Items from a data source
****************************************

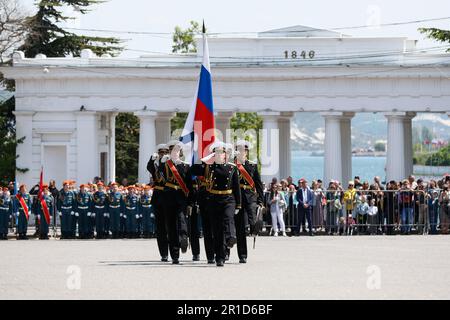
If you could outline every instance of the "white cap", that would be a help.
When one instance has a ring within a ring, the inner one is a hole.
[[[246,149],[250,149],[252,147],[252,144],[247,140],[238,140],[238,142],[236,142],[236,147],[240,146],[243,146]]]
[[[169,149],[169,147],[167,146],[167,144],[165,143],[160,143],[156,146],[156,150],[163,150],[163,149]]]
[[[217,140],[209,146],[209,151],[214,152],[216,148],[225,148],[225,143]]]
[[[224,143],[223,145],[225,147],[225,150],[233,151],[233,144],[231,144],[231,143]]]
[[[181,142],[179,140],[170,140],[169,142],[167,142],[166,146],[167,146],[167,149],[169,149],[170,147],[174,147],[174,146],[183,147],[183,142]]]

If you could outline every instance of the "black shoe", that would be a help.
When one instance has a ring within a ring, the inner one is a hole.
[[[178,259],[172,259],[172,264],[180,264],[180,261]]]
[[[200,255],[196,254],[192,257],[192,261],[200,261]]]
[[[216,266],[223,267],[223,261],[217,261],[216,262]]]
[[[214,263],[215,263],[214,259],[208,260],[208,264],[214,264]]]
[[[231,249],[234,247],[235,244],[236,244],[236,238],[230,238],[227,241],[227,248]]]
[[[239,263],[247,263],[247,258],[240,258]]]
[[[169,261],[169,258],[168,258],[168,257],[162,257],[162,258],[161,258],[161,261],[162,261],[162,262],[167,262],[167,261]]]
[[[227,255],[225,255],[225,261],[228,261],[228,260],[230,260],[230,256],[227,254]]]
[[[187,248],[188,248],[188,244],[189,244],[189,242],[188,242],[187,237],[183,237],[181,239],[181,242],[180,242],[180,247],[181,247],[181,252],[182,253],[186,253]]]

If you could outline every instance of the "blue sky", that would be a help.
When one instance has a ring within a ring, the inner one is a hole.
[[[35,0],[21,0],[33,12]],[[292,25],[336,28],[385,24],[450,16],[450,1],[427,0],[110,0],[93,7],[93,11],[69,25],[84,29],[113,29],[171,33],[175,25],[185,27],[189,20],[205,19],[210,32],[257,32]],[[435,43],[423,40],[419,26],[450,29],[445,21],[390,26],[371,29],[343,30],[352,36],[407,36],[420,40],[419,46]],[[89,34],[85,32],[85,34]],[[104,33],[96,33],[106,35]],[[113,34],[117,36],[118,34]],[[120,34],[130,49],[170,52],[171,36]],[[142,53],[125,51],[122,56],[137,57]]]

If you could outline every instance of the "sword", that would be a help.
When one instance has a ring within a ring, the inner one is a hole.
[[[256,222],[253,234],[253,249],[255,249],[256,247],[256,237],[259,235],[259,231],[261,229],[262,219],[260,219],[260,217],[262,215],[263,209],[264,209],[263,207],[258,206],[258,209],[256,210]]]

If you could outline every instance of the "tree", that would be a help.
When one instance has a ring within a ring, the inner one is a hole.
[[[438,28],[419,28],[419,32],[425,34],[428,38],[439,42],[450,42],[450,30],[442,30]],[[450,48],[447,49],[450,52]]]
[[[20,50],[25,56],[34,57],[43,53],[48,57],[79,56],[81,50],[91,49],[95,54],[118,55],[123,48],[120,39],[113,37],[95,37],[77,35],[58,26],[72,17],[65,16],[63,6],[72,7],[81,14],[89,12],[89,7],[101,3],[99,0],[41,0],[38,11],[27,19],[28,36]]]
[[[0,0],[0,64],[10,60],[10,54],[26,36],[25,10],[17,0]]]
[[[139,159],[139,119],[132,113],[119,113],[116,118],[116,176],[137,182]]]
[[[425,164],[427,166],[450,166],[450,146],[428,155]]]
[[[183,30],[176,26],[173,33],[173,53],[193,53],[197,52],[197,46],[194,41],[194,36],[200,33],[200,24],[196,21],[189,22],[190,27]]]

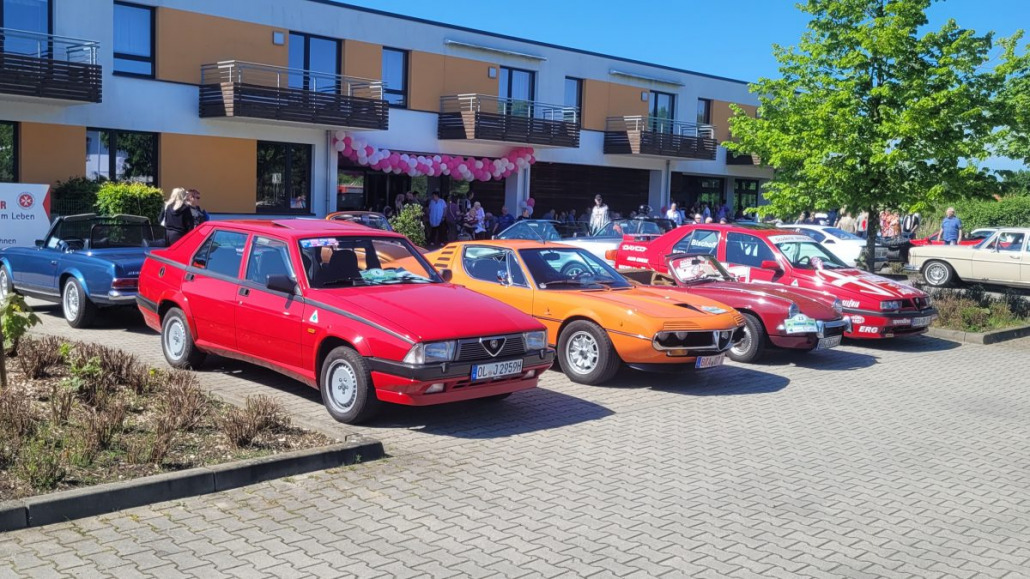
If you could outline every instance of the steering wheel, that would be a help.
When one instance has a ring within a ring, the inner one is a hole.
[[[800,266],[809,265],[811,263],[812,263],[811,256],[802,255],[801,257],[798,258],[798,265],[800,265]]]
[[[565,279],[579,279],[590,274],[590,269],[582,263],[566,263],[561,268],[561,276]]]

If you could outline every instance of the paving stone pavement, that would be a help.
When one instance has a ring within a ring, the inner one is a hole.
[[[133,318],[42,331],[163,365]],[[125,325],[130,325],[126,330]],[[549,372],[502,403],[353,428],[244,364],[229,399],[390,457],[0,535],[0,577],[1027,577],[1030,340],[847,344],[704,372]]]

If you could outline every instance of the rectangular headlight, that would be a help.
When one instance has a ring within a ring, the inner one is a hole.
[[[547,347],[547,332],[526,332],[524,334],[526,338],[526,349],[527,350],[543,350]]]
[[[450,362],[454,359],[454,351],[457,347],[457,342],[453,340],[415,344],[408,351],[408,354],[404,356],[404,363],[432,364],[434,362]]]
[[[900,309],[901,309],[901,302],[898,301],[898,300],[887,300],[885,302],[880,302],[880,311],[890,312],[890,311],[893,311],[893,310],[900,310]]]

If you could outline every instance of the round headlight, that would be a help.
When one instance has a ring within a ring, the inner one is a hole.
[[[880,311],[890,312],[901,309],[901,302],[899,300],[887,300],[880,302]]]
[[[837,312],[838,315],[844,313],[844,303],[840,300],[833,300],[833,311]]]
[[[801,308],[794,302],[790,302],[790,307],[787,308],[787,317],[793,318],[794,316],[801,313]]]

****************************************

[YOUR ASSIGNMENT]: Copy every line from the records above that contains the string "outline".

[RESPONSE TO THE EXERCISE]:
If you could outline every instance of the "white cap", that would be a help.
If you could outline every instance of the "black shoe", that would be a help.
If you could outline every instance of the "blue sky", that would be a help.
If you could outline every instance of the "sword", that would be a help.
If you could outline every instance of the "tree", that would be a help.
If you could outline every instance of the steering wheel, that would be a help.
If you could outline every instance of the paving stone pavement, that would be a help.
If you could outline every instance of the rectangular headlight, that would be a help.
If you could outline every instance of the round headlight, that would be a help.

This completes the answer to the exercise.